Chicken Farmers of Canada member provinces are expected to see an increase in chicken allocations, and Canadian farmers should be prepared for the uptick.
An agreement in principle has been reached on national chicken allocations, according to The Western Producer. The deal, which will bring Alberta and Ontario slightly larger allocations based on population growth, will be completed after details are finalized.
Demand For Poultry Expected To Rise
Chicken consumption in Canada is currently building, partially due to record beef and pork retail prices. Poultry farmers are projected to increase production levels to take advantage of the void in the protein market expected due to the rising beef and pork prices, The Poultry Site explained.
The estimate for boiler meat production levels in 2013 was raised 2,000 metric tons to a total of 1,057,000 MT. For the past three years chicken consumption in Canada has been stagnant, but signs are pointing toward an increase this year, the publication noted. Consumption levels hovered around 30 kilograms per person for several years, but is expected to rise to 31 kg/person in 2014.
Chicken allocations for each member province are determined by market demand and population growth, The Western Producer reported. Provinces negotiate allocations with the understanding that different regions will require different allocations. The quota is raised for provinces that are experiencing higher growth rates.
"We have been at this seriously for five years," said Mike Dungate, executive director of Chicken Farmers of Canada, according to the publication. "We are closer than we have ever been."
As Alberta and Ontario have experienced population swells, they have long maintained a need for increased allocations, the media outlet explained. Alberta dropped out of the Chicken Farmers of Canada in the beginning of the year in protest of the prolonged stretch of under-allocation. The province has continued discussions with the scheme, though.
"We are party to the agreement in the principle, but that does not mean we are back in the federal-provincial agreement at this point in time." Karen Kirkwood, executive director of Alberta Chicken, told The Western Producer.
Since dropping from the Chicken Farmers of Canada, Alberta has been able to meet poultry demands and processor needs on its own, she noted. There is no deadline for a finalized agreement.
Chicken farmers in Canada should be prepared for an increase in market demand for chicken, and the projected rise in allocations.

[INFORMATION SHOWN]

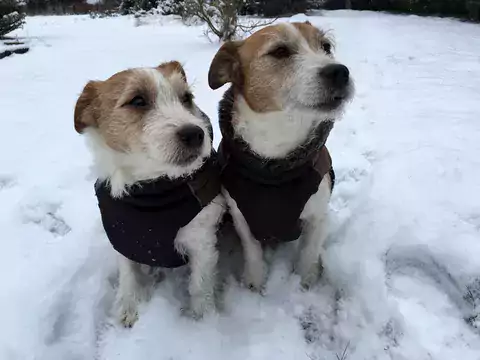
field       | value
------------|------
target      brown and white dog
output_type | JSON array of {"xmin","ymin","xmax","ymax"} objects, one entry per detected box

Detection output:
[
  {"xmin": 75, "ymin": 62, "xmax": 225, "ymax": 326},
  {"xmin": 209, "ymin": 22, "xmax": 354, "ymax": 290}
]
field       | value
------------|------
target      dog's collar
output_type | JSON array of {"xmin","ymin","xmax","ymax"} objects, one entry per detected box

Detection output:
[
  {"xmin": 219, "ymin": 86, "xmax": 333, "ymax": 184},
  {"xmin": 95, "ymin": 152, "xmax": 220, "ymax": 208}
]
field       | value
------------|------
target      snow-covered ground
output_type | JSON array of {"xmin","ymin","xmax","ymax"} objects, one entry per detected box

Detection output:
[{"xmin": 0, "ymin": 12, "xmax": 480, "ymax": 360}]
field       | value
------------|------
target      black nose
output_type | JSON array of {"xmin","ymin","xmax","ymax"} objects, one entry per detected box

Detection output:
[
  {"xmin": 177, "ymin": 125, "xmax": 205, "ymax": 148},
  {"xmin": 320, "ymin": 64, "xmax": 350, "ymax": 88}
]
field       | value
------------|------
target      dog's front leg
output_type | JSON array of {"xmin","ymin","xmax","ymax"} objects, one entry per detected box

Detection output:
[
  {"xmin": 176, "ymin": 195, "xmax": 225, "ymax": 318},
  {"xmin": 115, "ymin": 254, "xmax": 151, "ymax": 327},
  {"xmin": 295, "ymin": 174, "xmax": 331, "ymax": 289},
  {"xmin": 224, "ymin": 190, "xmax": 266, "ymax": 292}
]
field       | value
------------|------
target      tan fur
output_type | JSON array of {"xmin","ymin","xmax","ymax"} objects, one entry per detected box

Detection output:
[
  {"xmin": 158, "ymin": 61, "xmax": 187, "ymax": 82},
  {"xmin": 209, "ymin": 22, "xmax": 328, "ymax": 112},
  {"xmin": 74, "ymin": 61, "xmax": 188, "ymax": 152}
]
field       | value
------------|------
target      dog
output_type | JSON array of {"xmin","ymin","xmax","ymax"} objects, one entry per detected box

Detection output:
[
  {"xmin": 74, "ymin": 61, "xmax": 226, "ymax": 327},
  {"xmin": 208, "ymin": 22, "xmax": 354, "ymax": 291}
]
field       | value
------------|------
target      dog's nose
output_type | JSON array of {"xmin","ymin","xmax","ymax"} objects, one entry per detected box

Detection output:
[
  {"xmin": 177, "ymin": 125, "xmax": 205, "ymax": 148},
  {"xmin": 320, "ymin": 64, "xmax": 350, "ymax": 89}
]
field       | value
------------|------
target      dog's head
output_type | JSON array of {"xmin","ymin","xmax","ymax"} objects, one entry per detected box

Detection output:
[
  {"xmin": 74, "ymin": 61, "xmax": 212, "ymax": 193},
  {"xmin": 209, "ymin": 22, "xmax": 353, "ymax": 118}
]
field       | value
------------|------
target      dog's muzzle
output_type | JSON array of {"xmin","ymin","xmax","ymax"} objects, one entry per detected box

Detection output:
[{"xmin": 174, "ymin": 125, "xmax": 205, "ymax": 165}]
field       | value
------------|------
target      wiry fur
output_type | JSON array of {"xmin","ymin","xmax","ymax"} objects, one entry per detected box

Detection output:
[
  {"xmin": 209, "ymin": 22, "xmax": 354, "ymax": 290},
  {"xmin": 75, "ymin": 62, "xmax": 225, "ymax": 327}
]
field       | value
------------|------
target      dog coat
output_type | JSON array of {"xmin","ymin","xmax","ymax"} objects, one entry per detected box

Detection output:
[
  {"xmin": 218, "ymin": 88, "xmax": 335, "ymax": 243},
  {"xmin": 95, "ymin": 154, "xmax": 220, "ymax": 268}
]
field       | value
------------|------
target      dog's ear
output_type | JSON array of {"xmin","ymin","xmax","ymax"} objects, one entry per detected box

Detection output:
[
  {"xmin": 208, "ymin": 41, "xmax": 243, "ymax": 90},
  {"xmin": 157, "ymin": 61, "xmax": 187, "ymax": 82},
  {"xmin": 73, "ymin": 81, "xmax": 100, "ymax": 134}
]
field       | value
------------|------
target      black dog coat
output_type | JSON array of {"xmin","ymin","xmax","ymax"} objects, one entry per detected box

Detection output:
[
  {"xmin": 219, "ymin": 88, "xmax": 335, "ymax": 243},
  {"xmin": 95, "ymin": 154, "xmax": 220, "ymax": 268}
]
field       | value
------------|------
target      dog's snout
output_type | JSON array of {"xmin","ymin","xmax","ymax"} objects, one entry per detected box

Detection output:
[
  {"xmin": 320, "ymin": 64, "xmax": 350, "ymax": 89},
  {"xmin": 177, "ymin": 125, "xmax": 205, "ymax": 148}
]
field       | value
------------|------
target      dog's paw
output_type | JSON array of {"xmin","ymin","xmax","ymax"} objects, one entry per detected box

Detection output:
[
  {"xmin": 116, "ymin": 298, "xmax": 142, "ymax": 328},
  {"xmin": 187, "ymin": 295, "xmax": 215, "ymax": 320},
  {"xmin": 243, "ymin": 262, "xmax": 266, "ymax": 293},
  {"xmin": 119, "ymin": 309, "xmax": 138, "ymax": 329},
  {"xmin": 299, "ymin": 262, "xmax": 323, "ymax": 291},
  {"xmin": 243, "ymin": 274, "xmax": 265, "ymax": 295}
]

[TASKS TO COMPLETE]
1. In the chicken allocations article, what per-person chicken consumption in Canada is expected for 2014?
2. Sum up the chicken allocations article in two sentences.
3. List every organization or publication named in the chicken allocations article.

[RESPONSES]
1. 31 kilograms per person.

2. An agreement in principle on national chicken allocations will give Alberta and Ontario slightly larger allocations based on population growth. Alberta, which left Chicken Farmers of Canada at the beginning of the year over under-allocation, is party to the deal but not back in the federal-provincial agreement, while Canadian chicken consumption is expected to rise to 31 kilograms per person in 2014, partly because of record beef and pork retail prices.

3. Chicken Farmers of Canada, The Western Producer, The Poultry Site, Alberta Chicken